__Prompt 1__.
Decide whether each statement agrees with the text on Indonesia's forestry and environment research agency. Answer yes or no for each and quote the deciding words from that text.
(a) The agency was internationally known as FORDA-MOF.
(b) Presidential Decree No. 92/2020 was issued on 1 July 2021.
(c) The agency was replaced by BSI LHK through a decree of the Ministry of Environment and Forestry.
__Prompt 2__. According to the text on Indonesia's forestry and environment research agency, which body was to receive the agency's research units under Presidential Decree No. 92/2020?

__Excerpted text__.
+++
The Forest and Environment Research, Development and Innovation Agency (literal Indonesian: Badan Penelitian, Pengembangan, dan Inovasi Hutan dan Lingkungan Hidup), officially named Research, Development, and Innovation Agency (Indonesian: Badan Penelitian, Pengembangan, dan Inovasi, BLI) of the Ministry of Environment and Forestry (Indonesian: Kementerian Lingkungan Hidup dan Kehutanan, Kemen LHK). The agency nationally known as BLI, while internationally known as FORDA-MOF. The agency was a supporting unit of the Ministry of Environment and Forestry. The agency was responsible for performing researches on environmental sciences, climate change and its mitigation, and forestry in Indonesia.

The agency was targeted to be disbanded and replaced with National Research and Innovation Agency (Indonesian: Badan Riset dan Inovasi Nasional, BRIN). The agency had been disbanded de jure after the issuance of Presidential Decree No. 92/2020 on 14 September 2020, which ordered the research units of BLI/FORDA-MOF to be relinquished to BRIN and the large part of the agency converted into Environment and Forestry Instrumentation Standardization Agency (Indonesian: Badan Standarisasi Instrumen Lingkungan Hidup dan Kehutanan, BSI LHK). Despite that, the transitional provision of the decree permitted the research centers/units under the former BLI/FORDA-MOF to be temporarily operated and supervised by BSI LHK until the integration to BRIN finalized. On 1 July 2021, the agency was confirmed to be dissolved de facto and replaced by BSI LHK thru Ministry of Environment and Forestry Decree No. 15/2021.
+++
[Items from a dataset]
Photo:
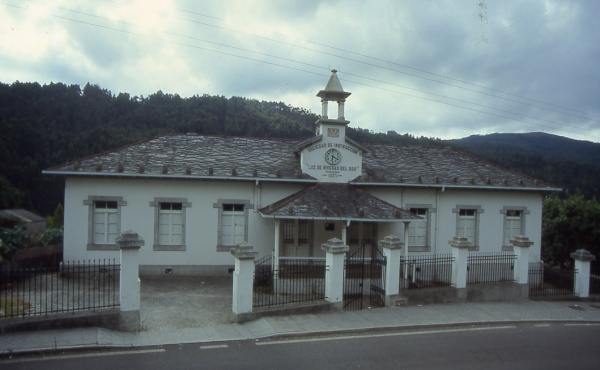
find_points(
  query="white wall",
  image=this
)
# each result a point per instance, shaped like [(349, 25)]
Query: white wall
[(138, 215), (202, 217)]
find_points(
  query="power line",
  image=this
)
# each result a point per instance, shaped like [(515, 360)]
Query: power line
[(390, 69), (299, 69)]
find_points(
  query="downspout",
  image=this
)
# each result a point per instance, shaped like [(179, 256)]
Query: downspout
[(257, 194), (276, 245), (344, 231), (437, 207)]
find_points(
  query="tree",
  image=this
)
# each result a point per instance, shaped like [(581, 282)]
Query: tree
[(568, 225)]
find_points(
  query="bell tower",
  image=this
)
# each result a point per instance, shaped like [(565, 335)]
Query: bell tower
[(330, 156), (335, 93)]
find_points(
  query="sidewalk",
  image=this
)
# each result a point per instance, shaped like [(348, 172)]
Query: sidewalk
[(403, 317)]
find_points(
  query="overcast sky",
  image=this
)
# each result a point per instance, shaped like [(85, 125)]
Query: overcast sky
[(444, 69)]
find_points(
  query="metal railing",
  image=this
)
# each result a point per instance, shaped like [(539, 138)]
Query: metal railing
[(426, 271), (490, 267), (74, 286), (291, 280), (546, 281)]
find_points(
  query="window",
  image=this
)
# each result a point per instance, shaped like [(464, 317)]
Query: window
[(169, 223), (233, 223), (104, 221), (296, 238), (514, 224), (467, 224), (419, 230)]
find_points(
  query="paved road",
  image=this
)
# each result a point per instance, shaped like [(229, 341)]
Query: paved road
[(522, 346)]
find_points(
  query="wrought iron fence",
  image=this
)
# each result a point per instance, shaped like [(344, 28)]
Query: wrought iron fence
[(71, 287), (594, 284), (291, 280), (426, 271), (490, 267), (546, 280)]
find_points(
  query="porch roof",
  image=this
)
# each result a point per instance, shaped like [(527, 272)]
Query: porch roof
[(335, 202)]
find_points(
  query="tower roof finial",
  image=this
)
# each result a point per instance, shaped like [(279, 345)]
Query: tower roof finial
[(333, 90)]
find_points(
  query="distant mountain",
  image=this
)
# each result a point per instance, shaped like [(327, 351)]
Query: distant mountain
[(572, 165), (547, 145)]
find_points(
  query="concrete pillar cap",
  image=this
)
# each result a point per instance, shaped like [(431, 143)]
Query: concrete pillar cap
+++
__Exercise answer 1__.
(a) Yes: "internationally known as FORDA-MOF"
(b) No: "Presidential Decree No. 92/2020 on 14 September 2020"
(c) Yes: "replaced by BSI LHK thru Ministry of Environment and Forestry Decree No. 15/2021"

__Exercise answer 2__. The National Research and Innovation Agency (BRIN).